======== PASSAGE SHOWN ========

Florence sits at her kitchen table, smiling and sharing a meal with her husband and daughter. They laugh as they always did. The difference is that both her husband and daughter have been dead for years. She has never had dreams like this before: vivid, calming, and certain. Five days later, Florence dies.
This was not an ordinary dream but an encounter that many people report in the days or weeks before death. Known as End‑of‑Life Dreams and Visions (ELDVs), these experiences can happen during sleep or as waking visions. Those who have them often describe them as more real and meaningful than ordinary dreams; those who witness them can be unsettled or comforted.
For decades medicine tended to dismiss such episodes as delirium or medication side effects. But research and clinical observations have shifted that view. Christopher Kerr, a neurobiologist and hospice physician, has been studying these experiences since the late 1990s. Over roughly ten years his team interviewed more than 1,400 hospice patients who were cognitively intact and not delirious. About nine out of ten reported at least one end‑of‑life dream or vision.
Kerr emphasizes that these patients were not confused. Many were lucid and alert enough to recount coherent narratives. An Italian study led by psychologist Elisa Rabitti reached similar conclusions: ELDVs usually occur in people who retain attention and awareness and can tell their stories clearly.
Common themes run through many reports. Encounters with deceased loved ones or pets are frequent; the visitor often returns to offer comfort. Dreams often take the form of journeys or preparations, a sense of “going somewhere,” and involve revisiting relationships — resolving conflicts, addressing guilt, or finding forgiveness. As death approaches the experiences often increase in frequency and intensity, and ordinary measures of time and distance may lose their usual meaning.

======== INPUT DATA ========

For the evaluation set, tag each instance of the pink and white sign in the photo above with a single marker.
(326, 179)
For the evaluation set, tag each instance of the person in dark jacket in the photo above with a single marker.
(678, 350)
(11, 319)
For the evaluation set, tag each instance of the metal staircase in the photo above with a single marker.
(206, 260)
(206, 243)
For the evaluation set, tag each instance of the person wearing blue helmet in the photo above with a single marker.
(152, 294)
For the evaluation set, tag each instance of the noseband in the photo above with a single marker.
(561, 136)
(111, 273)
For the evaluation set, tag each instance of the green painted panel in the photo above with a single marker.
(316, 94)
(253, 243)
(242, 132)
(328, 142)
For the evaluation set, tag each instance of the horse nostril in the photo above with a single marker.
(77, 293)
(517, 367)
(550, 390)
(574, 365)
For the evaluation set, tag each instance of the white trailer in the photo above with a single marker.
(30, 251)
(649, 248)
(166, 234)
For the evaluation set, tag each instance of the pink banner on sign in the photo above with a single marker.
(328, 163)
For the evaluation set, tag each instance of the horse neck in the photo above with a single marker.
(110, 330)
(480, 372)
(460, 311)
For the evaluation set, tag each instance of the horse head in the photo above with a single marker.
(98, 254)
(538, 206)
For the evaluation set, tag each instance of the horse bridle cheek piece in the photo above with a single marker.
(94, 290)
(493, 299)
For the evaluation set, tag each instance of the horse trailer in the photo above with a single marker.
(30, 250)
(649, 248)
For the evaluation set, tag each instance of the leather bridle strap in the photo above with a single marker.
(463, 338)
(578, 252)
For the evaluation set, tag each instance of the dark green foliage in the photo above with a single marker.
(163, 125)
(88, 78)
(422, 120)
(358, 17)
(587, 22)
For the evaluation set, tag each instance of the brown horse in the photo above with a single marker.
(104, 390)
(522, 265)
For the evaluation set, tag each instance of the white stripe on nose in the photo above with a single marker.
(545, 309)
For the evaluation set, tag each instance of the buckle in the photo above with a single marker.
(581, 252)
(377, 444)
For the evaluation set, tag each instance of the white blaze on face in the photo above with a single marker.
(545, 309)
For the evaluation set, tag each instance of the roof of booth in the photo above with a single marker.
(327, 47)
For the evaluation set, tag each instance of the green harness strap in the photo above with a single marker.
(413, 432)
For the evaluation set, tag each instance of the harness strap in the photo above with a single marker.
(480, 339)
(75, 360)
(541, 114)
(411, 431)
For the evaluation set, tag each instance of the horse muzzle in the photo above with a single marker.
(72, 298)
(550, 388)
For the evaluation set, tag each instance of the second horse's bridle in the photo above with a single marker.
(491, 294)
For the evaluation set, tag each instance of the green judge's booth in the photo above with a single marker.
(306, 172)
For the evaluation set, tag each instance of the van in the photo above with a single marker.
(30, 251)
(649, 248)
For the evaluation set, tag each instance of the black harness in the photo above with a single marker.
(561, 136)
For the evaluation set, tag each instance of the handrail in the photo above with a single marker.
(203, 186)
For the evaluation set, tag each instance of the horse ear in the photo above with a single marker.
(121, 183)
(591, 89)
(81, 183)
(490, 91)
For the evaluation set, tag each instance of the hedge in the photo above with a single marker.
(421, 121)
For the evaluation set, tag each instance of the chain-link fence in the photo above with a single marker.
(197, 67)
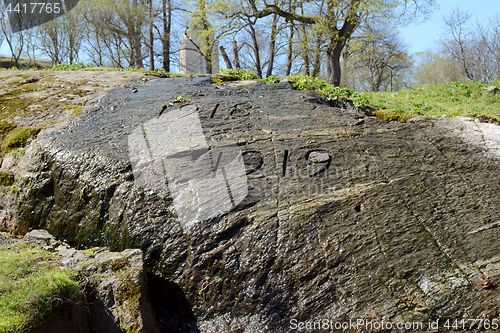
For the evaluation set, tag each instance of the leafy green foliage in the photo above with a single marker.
(181, 99)
(240, 74)
(6, 178)
(441, 100)
(31, 286)
(18, 137)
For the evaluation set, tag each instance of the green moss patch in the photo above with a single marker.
(76, 108)
(6, 178)
(18, 138)
(32, 286)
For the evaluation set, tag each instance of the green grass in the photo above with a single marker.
(442, 100)
(32, 287)
(18, 137)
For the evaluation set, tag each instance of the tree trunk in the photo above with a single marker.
(236, 56)
(290, 52)
(226, 58)
(136, 51)
(272, 46)
(256, 51)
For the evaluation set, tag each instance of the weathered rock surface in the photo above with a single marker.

========

= CHECK YOUR UNDERSTANDING =
1. Decide whether each statement below agrees with the passage on end-of-life dreams and visions, answering yes or no and quoting the deciding words of the passage.
(a) Kerr's team interviewed more than 1,400 hospice patients.
(b) The Italian study found that ELDVs mostly occur in confused people.
(c) ELDVs happen only during sleep.
2. Answer these questions from the passage on end-of-life dreams and visions.
(a) How many days after her dream does Florence die?
(b) Since when has Christopher Kerr been studying these experiences?
(c) What is Elisa Rabitti's profession?
3. Extend the passage on end-of-life dreams and visions past its final sentence.

= RESPONSES BY ITEM NUMBER =
1.
(a) Yes: "his team interviewed more than 1,400 hospice patients who were cognitively intact and not delirious"
(b) No: "ELDVs usually occur in people who retain attention and awareness and can tell their stories clearly"
(c) No: "these experiences can happen during sleep or as waking visions"

2.
(a) Five days.
(b) Since the late 1990s.
(c) She is a psychologist.

3.
Religious belief does not fully predict who will have these experiences. Both religious and nonreligious people report ELDVs, suggesting the core elements are universal: connection, love, reconciliation. ELDVs differ from classic near‑death experiences, which typically happen suddenly in life‑threatening events and include dramatic features such as tunnels or bright light. End‑of‑life dreams tend to develop gradually, are closely tied to a person’s life story, and focus on relationships rather than spectacle.
Most ELDVs are comforting. Patients often describe peace, acceptance, and a sense that things are as they should be. For some, however, dreams are difficult — bringing unresolved issues, guilt, or regret to the surface. Those harder dreams can also be transformative: by confronting unfinished business they sometimes help people accept their situation. Sierra, a young mother with a terminal illness, resisted accepting her diagnosis until a vision of her deceased grandfather told her he was proud of her and that everything would be okay. After that experience she found peace and died days later.
Biology helps explain why these dreams appear more often near death. Dying is typically a process of increasing sleep; most people gradually spend more time asleep as they approach death, and attention naturally turns inward as external demands fade. This inward focus, combined with changing sleep patterns, makes reflection on close relationships and life meaning more likely. But biology alone does not explain why particular people find comfort, confrontation, or reconciliation in these visions.
ELDVs also affect those left behind. Relatives who witness or are told about such experiences often find it easier to grieve and make sense of the loss. Jennifer, who watched her partner Patrick have a final dream of his dead grandmother, remembers a strangely ordinary detail: in the dream she told him to add a teaspoon of sugar to a sauce he had always tried but never perfected. Weak but determined, Patrick cooked the sauce one last time with Jennifer, then died peacefully. When explained and understood, such experiences can shift how families perceive the dying process — from something only marked by decline to a time that can carry meaning and connection.
Clinicians who recognize and respectfully discuss ELDVs can help patients and families. Whether experienced as solace or as a difficult confrontation, these dreams often reflect what matters most to people at the end of life: relationships, reconciliation, and belonging. While they do not predict the exact moment of death, they frequently signal a readiness to let go and leave an enduring impression on those who witness them.
This article draws on documented case reports and research in palliative care. The stories and studies underline a changing understanding: end‑of‑life dreams are common, often lucid and meaningful, and for many people a final way to find peace with life.